- [Work item]
An exact transcription of all the data is required.

- [Items from a data source]
☆ ☆ ☆
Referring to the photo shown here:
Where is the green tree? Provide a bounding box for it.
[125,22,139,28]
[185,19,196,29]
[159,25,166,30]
☆ ☆ ☆
- [Task result]
Referring to the photo shown here:
Where is the green tree? Provide a bounding box for it.
[125,22,139,28]
[185,19,196,29]
[159,25,166,30]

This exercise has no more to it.